Items listed in a dataset =>
>> BEGIN

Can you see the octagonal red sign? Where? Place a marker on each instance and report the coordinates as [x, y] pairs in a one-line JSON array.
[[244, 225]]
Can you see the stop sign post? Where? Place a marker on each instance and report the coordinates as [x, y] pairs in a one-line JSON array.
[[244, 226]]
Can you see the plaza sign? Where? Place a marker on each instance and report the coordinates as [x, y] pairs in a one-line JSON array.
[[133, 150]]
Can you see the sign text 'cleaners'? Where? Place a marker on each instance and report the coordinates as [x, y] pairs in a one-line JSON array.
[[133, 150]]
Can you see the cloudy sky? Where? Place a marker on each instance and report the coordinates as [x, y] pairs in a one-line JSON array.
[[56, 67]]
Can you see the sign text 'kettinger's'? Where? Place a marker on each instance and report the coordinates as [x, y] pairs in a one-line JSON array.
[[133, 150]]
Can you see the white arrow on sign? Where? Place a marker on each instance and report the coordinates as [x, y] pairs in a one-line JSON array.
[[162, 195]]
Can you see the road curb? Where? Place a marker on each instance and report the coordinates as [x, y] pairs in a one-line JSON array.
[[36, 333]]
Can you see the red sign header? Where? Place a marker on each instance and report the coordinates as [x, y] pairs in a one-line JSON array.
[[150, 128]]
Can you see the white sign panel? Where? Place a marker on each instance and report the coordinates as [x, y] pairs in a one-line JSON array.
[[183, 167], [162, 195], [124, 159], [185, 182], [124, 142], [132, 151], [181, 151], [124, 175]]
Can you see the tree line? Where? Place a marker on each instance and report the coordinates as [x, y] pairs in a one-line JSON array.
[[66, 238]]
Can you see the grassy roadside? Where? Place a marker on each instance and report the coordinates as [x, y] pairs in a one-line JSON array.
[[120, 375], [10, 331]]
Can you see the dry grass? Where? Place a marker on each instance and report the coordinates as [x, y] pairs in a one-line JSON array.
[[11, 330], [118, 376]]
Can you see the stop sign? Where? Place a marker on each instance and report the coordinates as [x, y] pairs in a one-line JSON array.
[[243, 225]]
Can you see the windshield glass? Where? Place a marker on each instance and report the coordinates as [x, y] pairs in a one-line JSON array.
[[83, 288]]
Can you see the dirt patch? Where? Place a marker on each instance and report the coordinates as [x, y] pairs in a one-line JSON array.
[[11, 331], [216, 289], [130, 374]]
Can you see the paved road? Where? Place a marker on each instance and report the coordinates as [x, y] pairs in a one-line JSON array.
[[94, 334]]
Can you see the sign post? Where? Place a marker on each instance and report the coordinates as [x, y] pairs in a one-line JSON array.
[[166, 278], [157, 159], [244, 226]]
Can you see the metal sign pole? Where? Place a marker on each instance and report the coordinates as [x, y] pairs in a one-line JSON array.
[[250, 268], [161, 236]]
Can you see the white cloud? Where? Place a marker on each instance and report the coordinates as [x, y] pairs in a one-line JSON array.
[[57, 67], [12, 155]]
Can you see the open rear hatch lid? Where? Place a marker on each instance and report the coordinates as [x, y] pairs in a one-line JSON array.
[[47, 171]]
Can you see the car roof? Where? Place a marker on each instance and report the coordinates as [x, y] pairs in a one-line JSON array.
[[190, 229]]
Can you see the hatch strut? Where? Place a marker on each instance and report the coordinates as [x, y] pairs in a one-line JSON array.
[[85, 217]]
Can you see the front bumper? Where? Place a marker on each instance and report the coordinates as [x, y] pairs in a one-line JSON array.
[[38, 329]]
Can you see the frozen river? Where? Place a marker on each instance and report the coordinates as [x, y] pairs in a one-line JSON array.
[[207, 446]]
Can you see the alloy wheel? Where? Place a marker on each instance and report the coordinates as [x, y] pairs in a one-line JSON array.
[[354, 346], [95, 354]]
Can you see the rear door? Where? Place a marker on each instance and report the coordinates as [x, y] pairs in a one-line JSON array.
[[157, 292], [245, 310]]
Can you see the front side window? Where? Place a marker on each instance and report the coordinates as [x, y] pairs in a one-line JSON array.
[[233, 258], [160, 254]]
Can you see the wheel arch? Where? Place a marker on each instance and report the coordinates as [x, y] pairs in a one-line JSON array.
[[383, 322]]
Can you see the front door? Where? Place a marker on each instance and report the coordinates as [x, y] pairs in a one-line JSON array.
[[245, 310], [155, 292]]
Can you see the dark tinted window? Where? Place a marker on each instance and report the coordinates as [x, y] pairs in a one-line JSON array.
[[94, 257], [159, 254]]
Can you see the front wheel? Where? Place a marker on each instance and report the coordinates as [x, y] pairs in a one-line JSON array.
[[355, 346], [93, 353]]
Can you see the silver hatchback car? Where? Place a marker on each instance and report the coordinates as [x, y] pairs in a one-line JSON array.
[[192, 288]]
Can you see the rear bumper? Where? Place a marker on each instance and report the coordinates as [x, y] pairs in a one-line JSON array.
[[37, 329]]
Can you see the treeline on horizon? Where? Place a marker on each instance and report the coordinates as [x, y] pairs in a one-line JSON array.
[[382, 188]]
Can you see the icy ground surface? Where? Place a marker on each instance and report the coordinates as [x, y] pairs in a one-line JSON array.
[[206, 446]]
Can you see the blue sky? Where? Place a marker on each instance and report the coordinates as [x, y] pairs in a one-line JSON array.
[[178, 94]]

>> END

STATED GOAL =>
Can you add 35 to every coordinate in the answers and write out everything from the line containing "Can you see the red" down to the line containing "[[66, 238]]", both of those lines and the requests included?

TASK SOLUTION =>
Can you see the red sign header? Where? Place a marker on each instance and report the coordinates as [x, y] pairs in a one-line JSON array.
[[185, 163]]
Can you see the white sign panel? Where? Place a marker on each instance and report the coordinates as [x, y] pairs in a one-line JSON array.
[[218, 202], [197, 230], [159, 194], [220, 217], [159, 177], [167, 186], [216, 186], [159, 210]]
Can you see the tree line? Where? Place a marker on each instance and report the coordinates as [x, y] pairs in a one-line JSON array.
[[101, 273]]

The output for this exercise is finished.